» **Exercise data**:
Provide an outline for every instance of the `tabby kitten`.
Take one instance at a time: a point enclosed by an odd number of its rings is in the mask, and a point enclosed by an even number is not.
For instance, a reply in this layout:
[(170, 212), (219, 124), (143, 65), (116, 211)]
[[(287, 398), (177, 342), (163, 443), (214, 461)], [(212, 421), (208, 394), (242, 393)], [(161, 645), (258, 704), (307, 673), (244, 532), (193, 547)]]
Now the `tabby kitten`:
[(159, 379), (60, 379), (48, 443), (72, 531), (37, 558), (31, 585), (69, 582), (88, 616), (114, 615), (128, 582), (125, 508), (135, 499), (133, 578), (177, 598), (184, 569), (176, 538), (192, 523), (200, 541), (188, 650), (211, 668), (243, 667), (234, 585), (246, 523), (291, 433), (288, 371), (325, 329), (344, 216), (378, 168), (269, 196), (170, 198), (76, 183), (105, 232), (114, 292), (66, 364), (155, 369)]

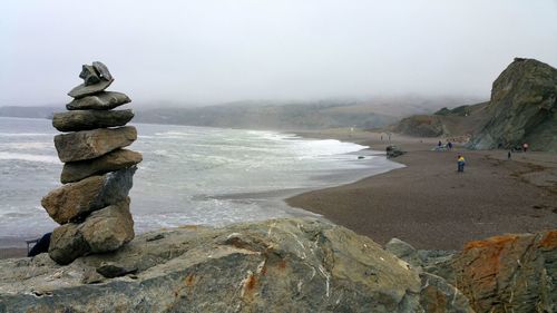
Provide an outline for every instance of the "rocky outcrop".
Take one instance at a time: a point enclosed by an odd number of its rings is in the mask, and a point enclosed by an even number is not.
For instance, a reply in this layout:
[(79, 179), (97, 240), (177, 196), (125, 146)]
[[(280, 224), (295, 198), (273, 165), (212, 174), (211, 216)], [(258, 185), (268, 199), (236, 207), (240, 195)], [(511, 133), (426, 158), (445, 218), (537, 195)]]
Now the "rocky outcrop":
[(534, 59), (515, 59), (494, 81), (489, 121), (470, 144), (477, 149), (557, 151), (557, 69)]
[(442, 278), (316, 219), (158, 231), (67, 266), (0, 261), (4, 311), (472, 312)]
[(48, 248), (59, 264), (116, 251), (134, 238), (128, 193), (141, 155), (121, 149), (137, 138), (135, 127), (125, 126), (134, 113), (111, 110), (130, 100), (121, 92), (104, 91), (114, 77), (101, 62), (84, 65), (79, 77), (84, 84), (68, 94), (75, 98), (66, 106), (69, 111), (52, 118), (58, 130), (75, 131), (55, 136), (58, 157), (66, 163), (60, 177), (66, 185), (41, 202), (61, 224)]
[(470, 242), (452, 263), (476, 312), (557, 312), (557, 231)]

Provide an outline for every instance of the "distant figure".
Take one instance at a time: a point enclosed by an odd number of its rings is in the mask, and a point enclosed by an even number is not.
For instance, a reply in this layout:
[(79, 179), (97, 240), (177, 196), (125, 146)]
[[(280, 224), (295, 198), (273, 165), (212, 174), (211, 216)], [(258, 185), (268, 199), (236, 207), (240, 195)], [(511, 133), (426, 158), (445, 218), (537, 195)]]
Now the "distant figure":
[(461, 155), (459, 155), (458, 158), (457, 158), (457, 172), (463, 173), (465, 172), (465, 165), (466, 165), (465, 157), (461, 156)]
[(52, 233), (45, 234), (29, 251), (27, 256), (36, 256), (37, 254), (48, 252), (48, 246), (50, 245), (50, 235), (52, 235)]

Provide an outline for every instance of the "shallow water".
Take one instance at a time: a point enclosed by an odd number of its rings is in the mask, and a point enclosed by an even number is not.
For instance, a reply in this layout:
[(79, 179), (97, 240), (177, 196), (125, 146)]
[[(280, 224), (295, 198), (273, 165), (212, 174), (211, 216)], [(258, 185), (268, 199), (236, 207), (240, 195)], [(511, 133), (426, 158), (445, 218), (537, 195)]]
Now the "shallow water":
[[(224, 225), (303, 214), (281, 199), (399, 167), (367, 148), (291, 134), (135, 125), (144, 162), (130, 192), (136, 232)], [(40, 199), (60, 186), (62, 164), (45, 119), (0, 118), (0, 246), (56, 227)], [(358, 153), (359, 151), (359, 153)], [(358, 154), (367, 154), (358, 159)]]

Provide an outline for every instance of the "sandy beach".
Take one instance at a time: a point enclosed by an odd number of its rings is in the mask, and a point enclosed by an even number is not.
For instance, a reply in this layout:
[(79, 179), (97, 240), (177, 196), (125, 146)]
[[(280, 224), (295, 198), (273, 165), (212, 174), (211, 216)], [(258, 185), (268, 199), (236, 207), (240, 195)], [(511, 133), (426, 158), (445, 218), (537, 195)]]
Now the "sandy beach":
[[(384, 150), (387, 136), (329, 130), (301, 134), (338, 138)], [(557, 156), (505, 150), (432, 151), (437, 138), (393, 135), (408, 153), (394, 162), (407, 167), (353, 184), (287, 199), (291, 206), (367, 235), (380, 244), (392, 237), (417, 248), (460, 250), (472, 239), (504, 233), (557, 227)], [(457, 173), (457, 155), (467, 159)]]

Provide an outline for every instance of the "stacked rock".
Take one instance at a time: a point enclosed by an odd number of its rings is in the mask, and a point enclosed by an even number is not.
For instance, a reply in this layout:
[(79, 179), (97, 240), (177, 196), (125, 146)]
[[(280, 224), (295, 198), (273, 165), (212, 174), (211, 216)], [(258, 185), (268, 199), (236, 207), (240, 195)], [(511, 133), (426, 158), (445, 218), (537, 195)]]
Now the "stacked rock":
[(113, 110), (130, 99), (104, 91), (114, 78), (101, 62), (84, 65), (79, 77), (84, 84), (68, 92), (74, 98), (68, 111), (52, 119), (56, 129), (68, 133), (55, 136), (65, 185), (41, 202), (61, 225), (52, 232), (48, 251), (59, 264), (116, 251), (134, 238), (128, 193), (141, 154), (123, 149), (137, 138), (135, 127), (125, 126), (134, 113)]

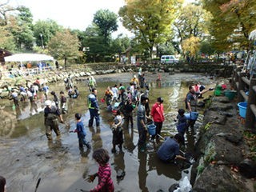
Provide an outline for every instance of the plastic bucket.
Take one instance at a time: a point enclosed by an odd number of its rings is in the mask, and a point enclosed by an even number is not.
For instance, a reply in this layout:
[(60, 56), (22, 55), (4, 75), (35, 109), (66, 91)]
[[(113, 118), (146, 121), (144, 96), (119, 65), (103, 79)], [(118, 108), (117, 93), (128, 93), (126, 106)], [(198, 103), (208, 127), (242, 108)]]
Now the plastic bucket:
[(226, 90), (224, 93), (226, 97), (227, 97), (230, 100), (233, 100), (237, 92), (235, 90)]
[(221, 94), (222, 94), (222, 90), (214, 90), (215, 96), (220, 96)]
[(238, 102), (238, 106), (239, 108), (239, 115), (245, 118), (246, 115), (247, 102)]
[(186, 122), (177, 125), (177, 130), (178, 133), (185, 133), (186, 127)]
[(198, 117), (198, 112), (190, 112), (190, 113), (186, 113), (184, 115), (188, 120), (197, 120)]
[(154, 124), (147, 125), (146, 127), (147, 127), (147, 130), (149, 132), (149, 134), (155, 135), (155, 128), (156, 128), (155, 125), (154, 125)]

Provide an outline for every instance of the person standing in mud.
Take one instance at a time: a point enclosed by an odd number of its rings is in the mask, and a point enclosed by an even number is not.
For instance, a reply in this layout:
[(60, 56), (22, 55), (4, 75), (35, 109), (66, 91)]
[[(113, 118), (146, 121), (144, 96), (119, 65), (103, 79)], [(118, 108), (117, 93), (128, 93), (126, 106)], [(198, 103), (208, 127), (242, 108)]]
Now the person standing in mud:
[(59, 92), (61, 95), (61, 106), (60, 109), (62, 110), (62, 114), (66, 114), (67, 113), (67, 104), (66, 104), (66, 98), (65, 97), (64, 92), (62, 90)]
[[(118, 106), (119, 110), (122, 112), (122, 114), (125, 116), (126, 111), (125, 111), (125, 106), (127, 104), (128, 102), (128, 95), (126, 92), (126, 88), (122, 86), (119, 87), (119, 97), (118, 99), (120, 100), (120, 104)], [(125, 116), (126, 118), (126, 116)]]
[[(198, 104), (198, 98), (195, 94), (195, 90), (193, 86), (189, 86), (189, 92), (186, 94), (186, 99), (185, 99), (185, 105), (186, 109), (191, 113), (192, 111), (197, 111), (197, 104)], [(188, 127), (194, 127), (196, 120), (190, 119), (188, 120)]]
[(58, 98), (55, 91), (51, 91), (51, 92), (50, 92), (50, 94), (54, 96), (54, 103), (55, 103), (55, 106), (56, 106), (57, 108), (59, 108), (59, 106), (58, 106)]
[(141, 102), (138, 106), (137, 112), (137, 126), (138, 130), (138, 146), (141, 151), (146, 150), (146, 115), (145, 104), (148, 100), (147, 98), (142, 97)]
[(109, 164), (109, 153), (105, 149), (98, 149), (94, 152), (93, 158), (98, 163), (98, 170), (96, 174), (89, 175), (86, 180), (89, 182), (93, 182), (95, 178), (98, 177), (98, 185), (90, 191), (114, 192), (114, 186), (111, 178), (111, 167)]
[(18, 106), (18, 93), (13, 89), (11, 90), (11, 95), (10, 100), (14, 100), (14, 103), (15, 106)]
[(105, 91), (105, 97), (104, 97), (106, 103), (106, 106), (110, 106), (113, 96), (114, 96), (114, 94), (110, 90), (110, 87), (108, 86), (106, 88), (106, 90)]
[(82, 114), (77, 113), (74, 114), (74, 118), (77, 121), (77, 128), (74, 130), (70, 130), (70, 133), (78, 133), (78, 145), (80, 150), (83, 150), (84, 145), (87, 147), (88, 150), (90, 150), (91, 146), (90, 145), (90, 142), (86, 139), (86, 132), (81, 119)]
[(90, 111), (89, 127), (93, 126), (94, 118), (96, 121), (96, 127), (99, 128), (99, 106), (97, 99), (97, 89), (93, 88), (88, 96), (88, 108)]
[(46, 134), (49, 141), (52, 140), (52, 130), (55, 132), (57, 136), (60, 136), (61, 133), (59, 131), (58, 125), (58, 118), (60, 118), (60, 122), (63, 122), (62, 116), (59, 110), (52, 106), (50, 100), (46, 100), (45, 102), (46, 108), (44, 110), (45, 116), (45, 126), (46, 126)]
[(165, 162), (172, 162), (175, 158), (186, 160), (186, 158), (179, 154), (182, 140), (182, 136), (179, 134), (175, 134), (174, 138), (166, 138), (157, 152), (158, 157)]
[(159, 138), (158, 135), (161, 135), (162, 122), (165, 121), (162, 103), (162, 98), (158, 98), (157, 102), (152, 106), (151, 117), (153, 118), (154, 123), (156, 126), (156, 134), (152, 136), (153, 140), (155, 138), (156, 139)]

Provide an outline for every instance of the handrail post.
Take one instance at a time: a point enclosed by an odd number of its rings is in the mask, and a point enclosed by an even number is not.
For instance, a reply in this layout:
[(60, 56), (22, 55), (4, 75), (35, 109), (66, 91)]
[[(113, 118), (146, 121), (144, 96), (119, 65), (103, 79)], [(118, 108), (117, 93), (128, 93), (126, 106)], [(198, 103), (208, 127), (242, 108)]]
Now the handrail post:
[(244, 98), (242, 97), (242, 95), (240, 94), (240, 90), (245, 90), (245, 86), (246, 86), (246, 83), (242, 81), (242, 77), (245, 77), (246, 76), (246, 74), (245, 73), (240, 73), (240, 75), (239, 75), (239, 79), (238, 79), (238, 102), (243, 102), (244, 101)]
[(250, 107), (251, 104), (256, 103), (256, 93), (253, 89), (254, 86), (256, 86), (256, 78), (251, 78), (250, 81), (249, 97), (248, 97), (248, 102), (247, 102), (246, 122), (245, 122), (245, 127), (246, 129), (254, 128), (254, 126), (255, 122), (255, 116)]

» **Stated problem**: Give back the lines above exactly, from the one with "Provide an outline for every instance of the handrail" through the last line.

» **Solved problem**:
Provide an outline for every instance of the handrail post.
Take one instance at a time: a point enclosed by an odd number of its rings is in the mask, and a point enclosed by an even number is not.
For instance, a reply in this layout:
[(60, 56), (22, 55), (4, 75), (35, 109), (66, 91)]
[[(113, 118), (146, 121), (144, 96), (119, 65), (103, 79)], [(118, 108), (117, 93), (128, 93), (126, 106)], [(198, 103), (208, 127), (242, 108)]]
Now the handrail post:
[(244, 98), (242, 97), (242, 95), (240, 94), (240, 90), (245, 90), (245, 86), (246, 86), (246, 83), (242, 81), (242, 77), (245, 77), (246, 76), (246, 74), (245, 73), (240, 73), (240, 75), (239, 75), (239, 79), (238, 79), (238, 102), (243, 102), (244, 101)]
[(250, 107), (251, 104), (256, 103), (256, 93), (253, 89), (254, 86), (256, 86), (256, 78), (251, 78), (250, 81), (249, 97), (248, 97), (248, 102), (247, 102), (246, 122), (245, 122), (245, 127), (246, 129), (254, 128), (254, 126), (255, 122), (255, 116)]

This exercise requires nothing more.